* [DIRECTION]
Rewrite these lines with every occurrence of "tree trunk" changed to "tree stem", keeping everything else the same.

----- TASK DATA

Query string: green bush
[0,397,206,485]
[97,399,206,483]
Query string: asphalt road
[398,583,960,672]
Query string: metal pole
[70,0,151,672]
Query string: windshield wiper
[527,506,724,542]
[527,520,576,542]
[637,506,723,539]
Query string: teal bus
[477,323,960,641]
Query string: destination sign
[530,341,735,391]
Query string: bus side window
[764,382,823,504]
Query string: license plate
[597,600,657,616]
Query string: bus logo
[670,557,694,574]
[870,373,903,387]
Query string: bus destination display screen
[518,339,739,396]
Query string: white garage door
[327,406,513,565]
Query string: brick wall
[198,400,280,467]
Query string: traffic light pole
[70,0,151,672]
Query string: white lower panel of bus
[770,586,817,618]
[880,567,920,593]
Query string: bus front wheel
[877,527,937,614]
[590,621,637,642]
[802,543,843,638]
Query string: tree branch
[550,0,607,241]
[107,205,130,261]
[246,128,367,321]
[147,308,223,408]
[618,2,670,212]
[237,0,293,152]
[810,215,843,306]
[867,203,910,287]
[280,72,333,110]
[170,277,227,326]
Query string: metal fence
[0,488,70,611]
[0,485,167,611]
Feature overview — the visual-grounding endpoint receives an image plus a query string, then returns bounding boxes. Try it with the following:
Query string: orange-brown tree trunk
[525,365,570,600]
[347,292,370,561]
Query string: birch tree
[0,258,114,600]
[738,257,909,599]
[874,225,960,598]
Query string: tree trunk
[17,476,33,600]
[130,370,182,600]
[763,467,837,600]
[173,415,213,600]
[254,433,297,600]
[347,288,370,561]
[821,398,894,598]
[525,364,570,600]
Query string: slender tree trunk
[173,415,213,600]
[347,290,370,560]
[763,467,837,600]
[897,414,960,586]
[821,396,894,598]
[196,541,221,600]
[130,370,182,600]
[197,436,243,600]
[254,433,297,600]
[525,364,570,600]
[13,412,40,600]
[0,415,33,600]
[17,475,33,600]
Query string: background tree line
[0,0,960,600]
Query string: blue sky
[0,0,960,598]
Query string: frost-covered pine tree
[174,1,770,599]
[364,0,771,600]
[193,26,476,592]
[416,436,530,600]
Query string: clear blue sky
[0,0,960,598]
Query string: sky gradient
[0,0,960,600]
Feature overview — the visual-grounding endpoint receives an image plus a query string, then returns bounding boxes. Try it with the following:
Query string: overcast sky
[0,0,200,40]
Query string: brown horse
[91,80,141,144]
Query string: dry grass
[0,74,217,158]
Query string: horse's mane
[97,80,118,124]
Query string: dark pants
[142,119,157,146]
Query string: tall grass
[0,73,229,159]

----------

* [EXPECTED OUTPUT]
Query string: green bush
[0,397,206,485]
[97,399,206,483]
Query string: asphalt road
[398,583,960,672]
Query string: metal pole
[70,0,151,672]
Query string: windshield wiper
[527,506,724,542]
[527,520,576,542]
[637,506,723,539]
Query string: teal bus
[477,323,960,641]
Query string: destination sign
[530,341,735,391]
Query string: bus side window
[764,382,823,504]
Query string: license plate
[597,600,657,616]
Query string: bus logo
[670,557,694,574]
[870,373,903,387]
Query string: bus destination display screen
[518,339,739,396]
Query string: white garage door
[327,406,513,565]
Query string: brick wall
[198,400,280,467]
Query string: traffic light pole
[70,0,151,672]
Query string: white lower panel of bus
[770,586,817,618]
[880,567,920,593]
Query string: bus front wheel
[877,527,937,614]
[590,621,637,642]
[802,543,843,638]
Query string: tree branch
[550,0,607,241]
[107,205,130,261]
[246,128,367,321]
[147,308,223,408]
[618,2,670,212]
[237,0,293,152]
[810,215,843,306]
[867,203,910,287]
[280,72,333,110]
[170,277,227,326]
Query string: metal fence
[0,488,70,611]
[0,485,167,611]
Feature overview — the visual-grounding endpoint receives an image plus a query string, then returns bounding boxes. Try it with the following:
Query string: orange-brown tree stem
[525,365,570,600]
[347,292,370,561]
Query string: birch tree
[0,258,114,600]
[738,257,909,599]
[874,225,960,598]
Query string: tree stem
[17,476,33,600]
[130,370,182,600]
[763,467,837,600]
[173,415,213,600]
[254,433,297,600]
[347,288,370,561]
[821,398,894,598]
[525,364,570,600]
Query string: slender tree stem
[173,415,213,600]
[347,290,370,560]
[763,467,837,600]
[897,414,960,586]
[821,396,894,598]
[196,541,221,600]
[130,370,182,600]
[197,436,243,600]
[254,433,297,600]
[525,364,570,600]
[13,412,40,600]
[0,415,33,600]
[17,475,33,600]
Query string: background tree line
[0,0,960,600]
Query string: blue sky
[0,0,960,598]
Query string: frost-covered pine tree
[174,1,770,599]
[364,0,771,600]
[193,26,476,592]
[416,436,530,600]
Query string: clear blue sky
[0,0,960,598]
Query string: sky gradient
[0,0,960,600]
Feature overview — the visual-grounding endpoint receives an image plus a query string, then returns bounding boxes. Try it with the following:
Query string: overcast sky
[0,0,200,40]
Query string: brown horse
[91,80,141,144]
Query string: dry grass
[0,74,217,158]
Query string: horse's mane
[97,80,118,124]
Query string: dark pants
[142,119,157,146]
Query string: tall grass
[0,73,229,159]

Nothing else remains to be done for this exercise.